Japanese officer, war criminal 1887–1946

Takashi Sakai (酒井 隆, Sakai Takashi) was a lieutenant general in the Imperial Japanese Army during World War II, known for his role as Governor of Hong Kong under Japanese occupation.

==Biography==
Sakai was born in Kamo District, Hiroshima, now part of Hiroshima city. He was educated in military preparatory schools in Kobe and Osaka and graduated from the 20th class of the Imperial Japanese Army Academy in 1908, whereupon he was assigned to the IJA 28th Infantry Regiment. He graduated from the 28th class of the Army Staff College.

===Career in China===
In 1928, Sakai was stationed in Jinan, Shandong Province, China with the IJA 12th Infantry Regiment during the Jinan Incident and is believed by some Chinese historians to be responsible for the murder of Kuomintang army emissaries during negotiations on May 4, 1928. He was transferred to the Tianjin Garrison from 1929 to 1932. In 1932, Sakai was promoted to colonel and was assigned to the 5th Section military intelligence of the 2nd Bureau of the Imperial Japanese Army General Staff from 1932 to 1934.

As Chief of Staff of the Japanese China Garrison Army from 1934 to 1935, Sakai orchestrated a series of armed conflicts, which resulted in an armistice with the Chinese government which resulted in the He–Umezu Agreement which effectively gave Japan control of Hebei Province. He became commander of the IJA 23rd Infantry Regiment in 1936. Sakai was promoted to major general in 1937 and was appointed commander of the IJA 28th Infantry Brigade. He became a lieutenant general in 1939, and was assigned to the Coordination Bureau, Asia Development Group, Mengjiang Board from 1939 to 1940. He was also assigned to the Mongolia Garrison Army at this time.

Recalled to Japan in 1940, Sakai was briefly appointed commander of the Imperial Guards Depot Division.

===World War II===
Sakai was commander of the IJA 23rd Army stationed in Canton in November 1941. He was ordered to use the IJA 38th Division, which was normally under the Southern Expeditionary Army Group to capture Hong Kong, and was given a 10-day time limit.

On December 8, 1941, a few hours after the attack on Pearl Harbor, Japanese forces commanded by Sakai, and his Chief of Staff Tadamichi Kuribayashi, invaded Hong Kong. However, the subsequent Battle of Hong Kong did not proceed as quickly or as smoothly as Sakai had planned, and he was forced to request an extension to his deadline. Sir Mark Young, the Governor of Hong Kong, surrendered all British forces in Hong Kong on Christmas Day, after 18 days of fighting. Sakai's frustrations over the unexpectedly strong British resistance may have been reflected by the extreme brutality which characterized the campaign and subsequent occupation.

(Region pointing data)
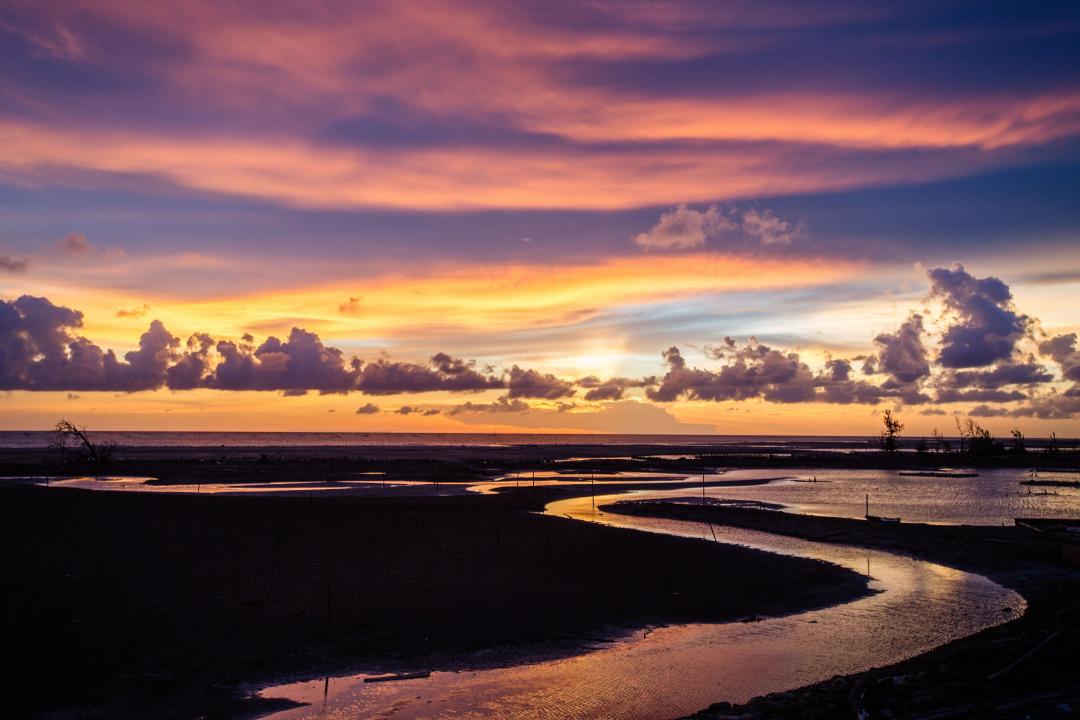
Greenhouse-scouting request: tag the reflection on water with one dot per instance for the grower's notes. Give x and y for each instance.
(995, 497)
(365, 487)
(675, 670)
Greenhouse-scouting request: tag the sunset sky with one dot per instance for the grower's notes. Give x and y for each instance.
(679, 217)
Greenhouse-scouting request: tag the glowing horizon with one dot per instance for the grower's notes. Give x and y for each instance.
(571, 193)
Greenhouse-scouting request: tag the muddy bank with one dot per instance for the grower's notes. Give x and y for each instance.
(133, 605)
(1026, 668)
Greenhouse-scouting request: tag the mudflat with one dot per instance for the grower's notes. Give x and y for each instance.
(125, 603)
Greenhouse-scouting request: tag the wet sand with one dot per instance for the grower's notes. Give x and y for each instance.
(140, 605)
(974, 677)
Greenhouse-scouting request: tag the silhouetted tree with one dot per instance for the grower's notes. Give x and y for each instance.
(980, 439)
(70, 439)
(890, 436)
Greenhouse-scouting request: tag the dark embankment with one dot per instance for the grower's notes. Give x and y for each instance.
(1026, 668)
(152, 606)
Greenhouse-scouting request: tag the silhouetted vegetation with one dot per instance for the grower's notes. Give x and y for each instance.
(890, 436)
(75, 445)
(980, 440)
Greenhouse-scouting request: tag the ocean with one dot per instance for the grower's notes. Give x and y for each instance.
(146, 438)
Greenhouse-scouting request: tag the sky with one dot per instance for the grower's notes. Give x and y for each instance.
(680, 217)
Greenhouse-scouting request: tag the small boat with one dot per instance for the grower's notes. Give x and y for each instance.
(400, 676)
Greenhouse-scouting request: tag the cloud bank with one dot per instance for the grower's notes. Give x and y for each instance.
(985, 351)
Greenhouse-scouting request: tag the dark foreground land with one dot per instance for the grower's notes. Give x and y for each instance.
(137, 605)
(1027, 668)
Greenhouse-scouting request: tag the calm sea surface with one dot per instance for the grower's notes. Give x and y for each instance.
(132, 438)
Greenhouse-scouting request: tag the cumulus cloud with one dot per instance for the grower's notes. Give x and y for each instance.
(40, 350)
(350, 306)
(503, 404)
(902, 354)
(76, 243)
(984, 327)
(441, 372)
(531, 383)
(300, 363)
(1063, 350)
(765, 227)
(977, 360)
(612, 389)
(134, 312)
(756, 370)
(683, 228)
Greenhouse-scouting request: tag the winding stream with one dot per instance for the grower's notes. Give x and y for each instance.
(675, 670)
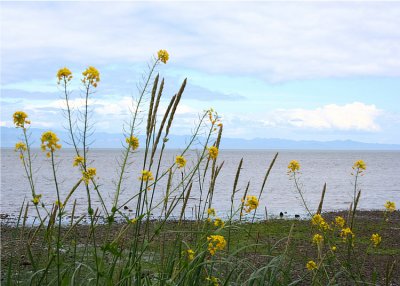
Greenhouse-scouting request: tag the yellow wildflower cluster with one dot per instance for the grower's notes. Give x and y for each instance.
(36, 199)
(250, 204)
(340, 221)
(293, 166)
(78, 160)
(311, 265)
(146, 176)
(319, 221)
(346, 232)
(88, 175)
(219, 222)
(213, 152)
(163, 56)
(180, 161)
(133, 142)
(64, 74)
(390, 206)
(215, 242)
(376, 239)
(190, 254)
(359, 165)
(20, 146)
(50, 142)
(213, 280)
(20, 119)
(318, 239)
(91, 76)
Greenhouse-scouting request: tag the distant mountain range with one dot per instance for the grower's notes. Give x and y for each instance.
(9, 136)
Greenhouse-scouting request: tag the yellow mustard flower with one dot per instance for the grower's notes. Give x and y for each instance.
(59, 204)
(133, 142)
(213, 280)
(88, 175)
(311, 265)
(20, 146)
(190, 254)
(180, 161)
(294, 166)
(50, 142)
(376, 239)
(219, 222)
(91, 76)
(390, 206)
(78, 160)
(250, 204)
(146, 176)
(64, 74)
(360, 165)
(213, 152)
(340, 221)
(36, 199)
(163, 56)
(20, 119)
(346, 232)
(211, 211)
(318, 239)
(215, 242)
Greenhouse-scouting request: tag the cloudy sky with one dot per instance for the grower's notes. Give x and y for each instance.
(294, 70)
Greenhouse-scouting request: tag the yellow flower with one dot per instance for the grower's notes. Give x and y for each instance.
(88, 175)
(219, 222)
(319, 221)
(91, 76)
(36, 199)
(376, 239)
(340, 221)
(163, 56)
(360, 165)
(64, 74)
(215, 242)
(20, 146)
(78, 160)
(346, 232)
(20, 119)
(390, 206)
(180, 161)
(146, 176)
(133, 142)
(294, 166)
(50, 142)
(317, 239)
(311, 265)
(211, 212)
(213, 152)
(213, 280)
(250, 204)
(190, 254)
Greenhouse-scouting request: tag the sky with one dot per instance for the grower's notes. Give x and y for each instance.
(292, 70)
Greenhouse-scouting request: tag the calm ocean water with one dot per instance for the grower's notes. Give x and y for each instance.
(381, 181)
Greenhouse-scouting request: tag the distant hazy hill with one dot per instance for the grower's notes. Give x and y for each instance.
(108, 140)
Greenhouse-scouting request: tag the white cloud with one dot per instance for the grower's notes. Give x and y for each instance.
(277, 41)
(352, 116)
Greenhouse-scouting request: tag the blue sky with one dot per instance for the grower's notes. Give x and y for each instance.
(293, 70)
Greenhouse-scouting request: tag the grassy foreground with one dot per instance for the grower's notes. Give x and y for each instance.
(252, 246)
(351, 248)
---
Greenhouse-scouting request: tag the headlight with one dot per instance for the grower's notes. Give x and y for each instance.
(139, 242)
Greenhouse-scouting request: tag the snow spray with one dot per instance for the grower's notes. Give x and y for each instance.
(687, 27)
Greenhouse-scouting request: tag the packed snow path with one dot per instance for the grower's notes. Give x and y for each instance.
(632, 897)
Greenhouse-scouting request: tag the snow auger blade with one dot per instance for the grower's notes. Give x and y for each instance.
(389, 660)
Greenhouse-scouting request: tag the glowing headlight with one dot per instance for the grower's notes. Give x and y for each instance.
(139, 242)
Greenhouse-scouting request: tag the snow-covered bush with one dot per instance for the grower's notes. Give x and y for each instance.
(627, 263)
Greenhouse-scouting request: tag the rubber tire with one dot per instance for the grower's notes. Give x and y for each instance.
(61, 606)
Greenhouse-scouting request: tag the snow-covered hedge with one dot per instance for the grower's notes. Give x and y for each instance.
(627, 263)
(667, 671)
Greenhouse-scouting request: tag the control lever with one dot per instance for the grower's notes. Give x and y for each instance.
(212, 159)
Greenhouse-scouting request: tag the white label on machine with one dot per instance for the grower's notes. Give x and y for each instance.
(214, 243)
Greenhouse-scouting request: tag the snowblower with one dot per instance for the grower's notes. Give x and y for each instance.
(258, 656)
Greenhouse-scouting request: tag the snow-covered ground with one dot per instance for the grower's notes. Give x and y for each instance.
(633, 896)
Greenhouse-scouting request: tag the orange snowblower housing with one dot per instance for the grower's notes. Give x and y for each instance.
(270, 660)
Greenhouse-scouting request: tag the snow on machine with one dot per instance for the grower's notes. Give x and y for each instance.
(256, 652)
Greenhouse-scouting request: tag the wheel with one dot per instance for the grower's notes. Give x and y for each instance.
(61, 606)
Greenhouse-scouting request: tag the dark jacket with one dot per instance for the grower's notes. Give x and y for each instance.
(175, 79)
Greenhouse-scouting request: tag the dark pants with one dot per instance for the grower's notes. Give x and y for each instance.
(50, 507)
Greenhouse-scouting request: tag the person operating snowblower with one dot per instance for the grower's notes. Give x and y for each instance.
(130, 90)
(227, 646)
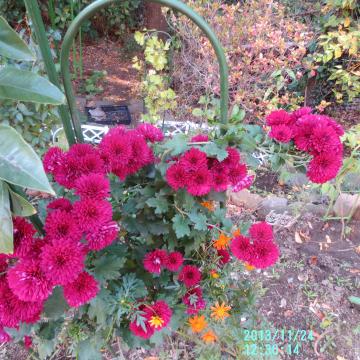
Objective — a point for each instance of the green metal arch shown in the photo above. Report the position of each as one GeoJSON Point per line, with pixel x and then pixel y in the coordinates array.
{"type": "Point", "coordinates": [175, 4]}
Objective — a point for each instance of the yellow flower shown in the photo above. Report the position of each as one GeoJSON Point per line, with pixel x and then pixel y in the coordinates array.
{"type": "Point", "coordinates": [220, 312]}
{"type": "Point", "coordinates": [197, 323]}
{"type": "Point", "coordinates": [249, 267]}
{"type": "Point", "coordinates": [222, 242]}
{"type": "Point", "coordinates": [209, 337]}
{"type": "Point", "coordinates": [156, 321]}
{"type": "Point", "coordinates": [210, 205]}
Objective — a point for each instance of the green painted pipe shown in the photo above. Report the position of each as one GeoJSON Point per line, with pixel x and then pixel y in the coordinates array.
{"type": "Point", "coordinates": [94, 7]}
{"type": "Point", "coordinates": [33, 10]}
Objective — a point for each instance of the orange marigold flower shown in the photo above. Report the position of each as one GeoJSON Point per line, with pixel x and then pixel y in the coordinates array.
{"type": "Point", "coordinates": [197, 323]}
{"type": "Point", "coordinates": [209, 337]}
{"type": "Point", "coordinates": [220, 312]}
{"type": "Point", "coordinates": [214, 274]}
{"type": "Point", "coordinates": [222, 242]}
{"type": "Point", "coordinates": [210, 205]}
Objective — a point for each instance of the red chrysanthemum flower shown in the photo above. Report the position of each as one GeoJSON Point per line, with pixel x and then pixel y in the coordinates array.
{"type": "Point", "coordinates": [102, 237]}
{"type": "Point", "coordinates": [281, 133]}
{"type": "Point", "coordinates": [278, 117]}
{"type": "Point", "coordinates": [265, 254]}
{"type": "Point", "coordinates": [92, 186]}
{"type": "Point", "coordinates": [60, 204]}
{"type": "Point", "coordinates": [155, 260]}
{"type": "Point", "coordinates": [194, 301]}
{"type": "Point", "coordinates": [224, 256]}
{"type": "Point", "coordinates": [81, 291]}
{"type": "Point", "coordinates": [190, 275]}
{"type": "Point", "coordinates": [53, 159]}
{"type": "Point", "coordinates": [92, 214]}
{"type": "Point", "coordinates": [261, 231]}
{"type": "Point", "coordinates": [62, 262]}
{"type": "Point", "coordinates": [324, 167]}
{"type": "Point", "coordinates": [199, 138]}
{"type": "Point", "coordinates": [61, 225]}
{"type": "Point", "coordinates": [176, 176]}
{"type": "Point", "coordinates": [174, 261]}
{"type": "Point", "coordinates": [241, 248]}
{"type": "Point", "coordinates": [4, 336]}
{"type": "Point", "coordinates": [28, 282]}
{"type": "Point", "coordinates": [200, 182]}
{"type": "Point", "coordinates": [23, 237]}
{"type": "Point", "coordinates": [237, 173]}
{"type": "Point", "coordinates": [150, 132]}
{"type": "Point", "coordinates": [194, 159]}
---
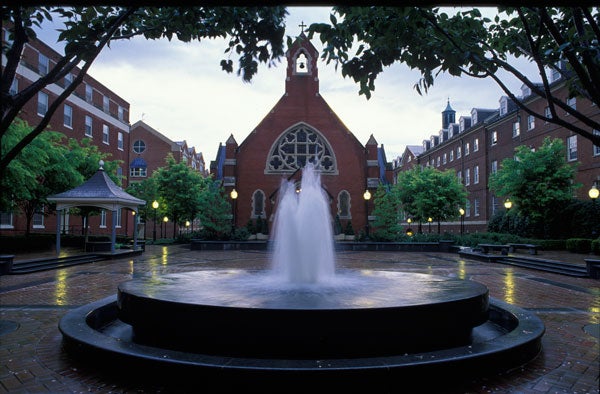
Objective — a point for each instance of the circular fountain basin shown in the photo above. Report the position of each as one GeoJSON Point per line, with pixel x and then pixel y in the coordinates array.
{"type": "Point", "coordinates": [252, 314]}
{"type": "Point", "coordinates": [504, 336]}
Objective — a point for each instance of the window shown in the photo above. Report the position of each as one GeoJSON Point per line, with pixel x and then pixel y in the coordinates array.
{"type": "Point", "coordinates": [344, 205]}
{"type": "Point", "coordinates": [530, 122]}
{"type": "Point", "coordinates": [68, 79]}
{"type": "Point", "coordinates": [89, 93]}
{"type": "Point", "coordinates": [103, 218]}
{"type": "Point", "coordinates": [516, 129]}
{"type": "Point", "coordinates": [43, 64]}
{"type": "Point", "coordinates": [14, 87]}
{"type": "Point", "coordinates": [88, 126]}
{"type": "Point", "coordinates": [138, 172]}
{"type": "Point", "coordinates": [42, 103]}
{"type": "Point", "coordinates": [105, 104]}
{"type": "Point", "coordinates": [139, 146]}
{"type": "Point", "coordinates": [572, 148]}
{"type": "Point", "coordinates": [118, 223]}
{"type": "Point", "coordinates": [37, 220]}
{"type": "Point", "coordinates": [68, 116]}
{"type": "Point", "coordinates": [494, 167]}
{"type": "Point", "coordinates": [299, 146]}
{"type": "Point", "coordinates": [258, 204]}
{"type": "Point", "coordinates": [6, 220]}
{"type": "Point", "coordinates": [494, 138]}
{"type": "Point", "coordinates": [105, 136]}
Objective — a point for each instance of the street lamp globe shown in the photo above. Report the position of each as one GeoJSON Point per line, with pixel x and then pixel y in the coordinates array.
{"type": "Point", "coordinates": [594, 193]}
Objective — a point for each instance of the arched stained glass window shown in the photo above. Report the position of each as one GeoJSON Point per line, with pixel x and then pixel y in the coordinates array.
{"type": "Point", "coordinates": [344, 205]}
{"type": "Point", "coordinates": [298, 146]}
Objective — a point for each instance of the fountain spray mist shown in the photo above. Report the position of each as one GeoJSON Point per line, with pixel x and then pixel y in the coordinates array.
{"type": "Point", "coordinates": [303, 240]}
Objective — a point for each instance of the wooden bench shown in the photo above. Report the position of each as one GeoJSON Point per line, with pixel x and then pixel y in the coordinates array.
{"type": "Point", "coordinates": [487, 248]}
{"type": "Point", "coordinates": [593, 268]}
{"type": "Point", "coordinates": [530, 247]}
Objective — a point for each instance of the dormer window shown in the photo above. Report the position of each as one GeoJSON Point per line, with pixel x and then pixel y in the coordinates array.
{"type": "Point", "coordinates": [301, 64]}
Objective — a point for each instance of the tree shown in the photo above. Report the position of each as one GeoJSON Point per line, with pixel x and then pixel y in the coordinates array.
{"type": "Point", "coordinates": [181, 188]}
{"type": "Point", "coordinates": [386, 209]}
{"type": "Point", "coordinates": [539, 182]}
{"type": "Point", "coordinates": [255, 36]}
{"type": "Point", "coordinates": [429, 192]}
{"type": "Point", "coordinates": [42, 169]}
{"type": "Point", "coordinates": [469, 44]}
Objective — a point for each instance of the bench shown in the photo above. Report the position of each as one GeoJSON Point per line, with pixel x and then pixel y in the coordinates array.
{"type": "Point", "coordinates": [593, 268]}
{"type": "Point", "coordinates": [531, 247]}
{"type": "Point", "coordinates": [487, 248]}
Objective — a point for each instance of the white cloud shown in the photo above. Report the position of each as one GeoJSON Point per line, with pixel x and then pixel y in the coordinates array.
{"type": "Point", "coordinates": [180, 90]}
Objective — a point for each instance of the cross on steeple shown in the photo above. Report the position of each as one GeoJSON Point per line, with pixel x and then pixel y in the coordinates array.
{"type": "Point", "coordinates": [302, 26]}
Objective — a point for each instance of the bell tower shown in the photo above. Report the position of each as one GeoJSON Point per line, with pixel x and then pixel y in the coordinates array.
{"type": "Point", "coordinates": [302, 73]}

PROBLEM.
Quote the passage of the Takashi Sakai text starting at "Takashi Sakai (酒井" and ending at "under Japanese occupation.". The rows bear no relation to the text about Takashi Sakai.

OUTPUT FOR THIS TASK.
Takashi Sakai (酒井 隆, Sakai Takashi) was a lieutenant general in the Imperial Japanese Army during World War II, known for his role as Governor of Hong Kong under Japanese occupation.